**Text**
In March 2015 the STREAM Multi-Drug Resistant TB trial recruited its 400th participant, reaching its target number of people for this first part of the trial. The patients taking part in STREAM have been recruited from hospitals in Ethiopia, Mongolia, South Africa and Vietnam.
Multi-drug resistant TB, or MDR-TB, is disease that is resistant to at least two of the most widely used drugs in TB treatment (isoniazid and rifampicin). There are approximately half a million new cases of MDR-TB every year and it is a much more difficult to treat than drug-sensitive TB. The standard treatment time for drug-sensitive TB is 6 months. For MDR-TB, treatment can last 24 months or longer, with a success rate of no more than 50%. This makes treatment hard for both patients and the health system, so we urgently need to develop shorter and more effective treatments.
The first stage of the STREAM trial is assessing a 9-month regimen, which has shown promising results in a recent study in Bangladesh. This regimen is being compared with the standard, WHO recommended regimen of 20 or more months' duration.
The second stage of the STREAM trial will be testing two additional short course regimens for MDR-TB. One is a fully oral 9-month regimen (which, unlike the other regimens, will not require patients to have injections). The other is a 6-month regimen. Both of these regimens contain the newly-licensed drug bedaquiline. Additional sites from Asia, Europe and South America are expected to participate.

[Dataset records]
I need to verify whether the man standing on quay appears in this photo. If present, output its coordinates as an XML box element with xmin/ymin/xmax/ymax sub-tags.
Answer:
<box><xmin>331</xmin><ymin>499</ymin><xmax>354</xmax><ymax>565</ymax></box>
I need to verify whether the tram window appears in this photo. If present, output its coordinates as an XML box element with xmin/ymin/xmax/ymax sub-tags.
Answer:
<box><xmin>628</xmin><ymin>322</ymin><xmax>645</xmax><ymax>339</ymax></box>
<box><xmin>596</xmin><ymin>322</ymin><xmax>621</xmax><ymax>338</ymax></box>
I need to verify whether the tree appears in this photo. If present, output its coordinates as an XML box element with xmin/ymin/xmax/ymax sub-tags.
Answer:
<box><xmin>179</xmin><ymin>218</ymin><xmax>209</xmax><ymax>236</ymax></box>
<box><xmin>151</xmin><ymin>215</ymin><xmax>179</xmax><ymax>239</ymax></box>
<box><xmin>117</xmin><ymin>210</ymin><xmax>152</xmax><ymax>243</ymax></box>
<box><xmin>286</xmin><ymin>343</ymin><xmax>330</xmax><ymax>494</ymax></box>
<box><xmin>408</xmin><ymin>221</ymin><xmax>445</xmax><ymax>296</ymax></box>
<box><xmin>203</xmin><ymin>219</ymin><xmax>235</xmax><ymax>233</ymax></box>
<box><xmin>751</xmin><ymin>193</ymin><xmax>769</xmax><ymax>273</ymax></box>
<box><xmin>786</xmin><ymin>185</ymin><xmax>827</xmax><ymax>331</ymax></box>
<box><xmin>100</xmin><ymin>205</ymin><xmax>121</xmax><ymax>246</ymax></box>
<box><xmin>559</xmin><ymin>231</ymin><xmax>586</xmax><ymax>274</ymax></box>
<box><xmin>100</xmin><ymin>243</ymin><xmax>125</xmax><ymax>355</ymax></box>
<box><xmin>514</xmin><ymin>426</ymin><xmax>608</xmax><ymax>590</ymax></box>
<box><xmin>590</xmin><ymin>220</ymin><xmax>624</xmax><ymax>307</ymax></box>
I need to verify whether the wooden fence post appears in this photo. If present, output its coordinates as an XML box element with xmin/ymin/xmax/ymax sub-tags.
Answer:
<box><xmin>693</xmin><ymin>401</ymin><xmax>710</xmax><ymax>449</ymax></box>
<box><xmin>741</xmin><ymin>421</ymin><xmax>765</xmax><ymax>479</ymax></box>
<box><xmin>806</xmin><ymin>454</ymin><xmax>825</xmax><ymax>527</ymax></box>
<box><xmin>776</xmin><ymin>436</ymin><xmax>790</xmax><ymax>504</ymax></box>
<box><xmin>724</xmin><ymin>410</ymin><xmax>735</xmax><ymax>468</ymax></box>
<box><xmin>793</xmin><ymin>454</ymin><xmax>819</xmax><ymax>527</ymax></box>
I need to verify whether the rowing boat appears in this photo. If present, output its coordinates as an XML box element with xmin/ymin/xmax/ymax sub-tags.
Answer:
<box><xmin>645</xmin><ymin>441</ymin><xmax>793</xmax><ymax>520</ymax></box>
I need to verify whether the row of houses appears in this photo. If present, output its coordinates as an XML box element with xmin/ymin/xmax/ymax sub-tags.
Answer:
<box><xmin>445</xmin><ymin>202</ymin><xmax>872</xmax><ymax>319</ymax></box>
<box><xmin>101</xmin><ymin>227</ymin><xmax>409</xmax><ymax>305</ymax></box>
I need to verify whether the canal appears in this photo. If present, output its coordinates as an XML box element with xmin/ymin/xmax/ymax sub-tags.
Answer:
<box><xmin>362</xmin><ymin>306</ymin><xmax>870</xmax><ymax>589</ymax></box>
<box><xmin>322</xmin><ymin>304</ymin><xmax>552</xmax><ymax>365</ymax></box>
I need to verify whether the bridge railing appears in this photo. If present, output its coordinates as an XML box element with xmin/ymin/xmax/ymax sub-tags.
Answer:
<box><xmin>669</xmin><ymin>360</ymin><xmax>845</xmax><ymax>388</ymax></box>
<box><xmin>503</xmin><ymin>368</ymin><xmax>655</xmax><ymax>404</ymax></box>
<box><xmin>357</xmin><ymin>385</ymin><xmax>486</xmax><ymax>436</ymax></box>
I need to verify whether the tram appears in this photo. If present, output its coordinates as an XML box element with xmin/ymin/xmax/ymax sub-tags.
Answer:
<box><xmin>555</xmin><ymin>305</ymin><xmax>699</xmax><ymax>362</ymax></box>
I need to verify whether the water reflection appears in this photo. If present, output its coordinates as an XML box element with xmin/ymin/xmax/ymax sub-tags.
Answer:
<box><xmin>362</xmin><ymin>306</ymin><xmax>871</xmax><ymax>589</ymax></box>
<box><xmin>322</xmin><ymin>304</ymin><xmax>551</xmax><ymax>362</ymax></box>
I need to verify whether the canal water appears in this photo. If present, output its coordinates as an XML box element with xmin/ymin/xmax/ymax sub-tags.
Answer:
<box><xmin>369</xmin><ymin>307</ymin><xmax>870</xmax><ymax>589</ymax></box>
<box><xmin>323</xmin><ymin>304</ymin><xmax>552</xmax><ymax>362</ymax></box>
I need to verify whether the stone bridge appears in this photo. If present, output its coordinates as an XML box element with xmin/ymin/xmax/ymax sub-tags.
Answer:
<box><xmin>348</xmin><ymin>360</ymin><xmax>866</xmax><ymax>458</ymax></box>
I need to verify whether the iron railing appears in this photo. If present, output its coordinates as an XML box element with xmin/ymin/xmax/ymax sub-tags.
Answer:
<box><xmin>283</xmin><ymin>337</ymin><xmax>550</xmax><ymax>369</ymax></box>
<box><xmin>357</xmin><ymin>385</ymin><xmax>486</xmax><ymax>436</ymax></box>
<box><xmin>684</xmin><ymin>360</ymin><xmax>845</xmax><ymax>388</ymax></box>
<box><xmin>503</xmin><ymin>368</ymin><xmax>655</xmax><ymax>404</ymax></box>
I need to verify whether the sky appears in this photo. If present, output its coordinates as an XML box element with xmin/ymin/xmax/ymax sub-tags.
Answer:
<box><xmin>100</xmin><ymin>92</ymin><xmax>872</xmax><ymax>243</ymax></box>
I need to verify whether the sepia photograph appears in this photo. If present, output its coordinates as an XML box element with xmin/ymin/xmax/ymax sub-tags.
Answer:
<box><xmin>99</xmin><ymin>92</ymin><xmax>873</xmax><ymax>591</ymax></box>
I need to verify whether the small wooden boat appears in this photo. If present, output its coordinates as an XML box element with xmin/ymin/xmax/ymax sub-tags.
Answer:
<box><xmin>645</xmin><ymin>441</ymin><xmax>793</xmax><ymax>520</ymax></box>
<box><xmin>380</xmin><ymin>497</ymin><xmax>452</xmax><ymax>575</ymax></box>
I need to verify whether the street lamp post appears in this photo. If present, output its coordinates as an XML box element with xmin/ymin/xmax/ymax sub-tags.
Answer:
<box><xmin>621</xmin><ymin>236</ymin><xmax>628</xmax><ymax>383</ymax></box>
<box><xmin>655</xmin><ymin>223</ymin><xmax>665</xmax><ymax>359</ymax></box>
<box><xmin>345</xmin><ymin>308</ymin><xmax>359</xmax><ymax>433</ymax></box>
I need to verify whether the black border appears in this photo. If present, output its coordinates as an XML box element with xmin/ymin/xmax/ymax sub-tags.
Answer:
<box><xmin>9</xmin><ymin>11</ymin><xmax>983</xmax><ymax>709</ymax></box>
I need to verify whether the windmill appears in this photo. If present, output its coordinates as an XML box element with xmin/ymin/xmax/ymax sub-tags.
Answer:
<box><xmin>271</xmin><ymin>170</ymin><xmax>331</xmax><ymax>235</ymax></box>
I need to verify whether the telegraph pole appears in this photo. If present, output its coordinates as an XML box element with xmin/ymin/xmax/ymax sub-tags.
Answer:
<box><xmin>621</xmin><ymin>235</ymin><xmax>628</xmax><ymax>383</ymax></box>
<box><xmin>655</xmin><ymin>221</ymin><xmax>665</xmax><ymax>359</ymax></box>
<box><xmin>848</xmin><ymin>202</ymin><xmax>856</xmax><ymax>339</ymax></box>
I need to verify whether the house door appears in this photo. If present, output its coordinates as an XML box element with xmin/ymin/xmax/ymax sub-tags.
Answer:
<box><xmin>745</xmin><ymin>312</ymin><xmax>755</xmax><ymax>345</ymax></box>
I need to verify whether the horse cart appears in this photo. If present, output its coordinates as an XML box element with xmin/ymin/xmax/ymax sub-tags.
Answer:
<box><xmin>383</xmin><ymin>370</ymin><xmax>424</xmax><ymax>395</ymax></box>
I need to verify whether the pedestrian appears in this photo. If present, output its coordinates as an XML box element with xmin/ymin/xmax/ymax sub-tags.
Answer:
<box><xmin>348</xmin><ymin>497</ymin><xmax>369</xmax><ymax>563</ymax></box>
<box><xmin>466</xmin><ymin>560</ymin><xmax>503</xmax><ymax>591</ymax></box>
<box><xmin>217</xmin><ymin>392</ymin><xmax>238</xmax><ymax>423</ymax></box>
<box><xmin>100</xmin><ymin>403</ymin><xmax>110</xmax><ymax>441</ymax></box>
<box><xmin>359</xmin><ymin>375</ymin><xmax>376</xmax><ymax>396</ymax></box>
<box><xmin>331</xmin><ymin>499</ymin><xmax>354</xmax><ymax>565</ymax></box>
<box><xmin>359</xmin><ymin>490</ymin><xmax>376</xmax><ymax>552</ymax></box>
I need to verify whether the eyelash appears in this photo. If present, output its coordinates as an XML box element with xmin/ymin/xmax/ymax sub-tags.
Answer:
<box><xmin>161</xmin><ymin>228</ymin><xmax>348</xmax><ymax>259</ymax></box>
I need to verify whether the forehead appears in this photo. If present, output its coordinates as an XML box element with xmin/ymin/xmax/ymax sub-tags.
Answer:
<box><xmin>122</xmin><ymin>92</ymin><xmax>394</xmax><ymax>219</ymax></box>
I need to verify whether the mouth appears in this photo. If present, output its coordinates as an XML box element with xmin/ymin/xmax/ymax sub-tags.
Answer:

**Activity**
Write out the part of the STREAM trial text starting at "Multi-drug resistant TB, or" and ending at "more months' duration.", word for word.

**Solution for this exercise**
Multi-drug resistant TB, or MDR-TB, is disease that is resistant to at least two of the most widely used drugs in TB treatment (isoniazid and rifampicin). There are approximately half a million new cases of MDR-TB every year and it is a much more difficult to treat than drug-sensitive TB. The standard treatment time for drug-sensitive TB is 6 months. For MDR-TB, treatment can last 24 months or longer, with a success rate of no more than 50%. This makes treatment hard for both patients and the health system, so we urgently need to develop shorter and more effective treatments.
The first stage of the STREAM trial is assessing a 9-month regimen, which has shown promising results in a recent study in Bangladesh. This regimen is being compared with the standard, WHO recommended regimen of 20 or more months' duration.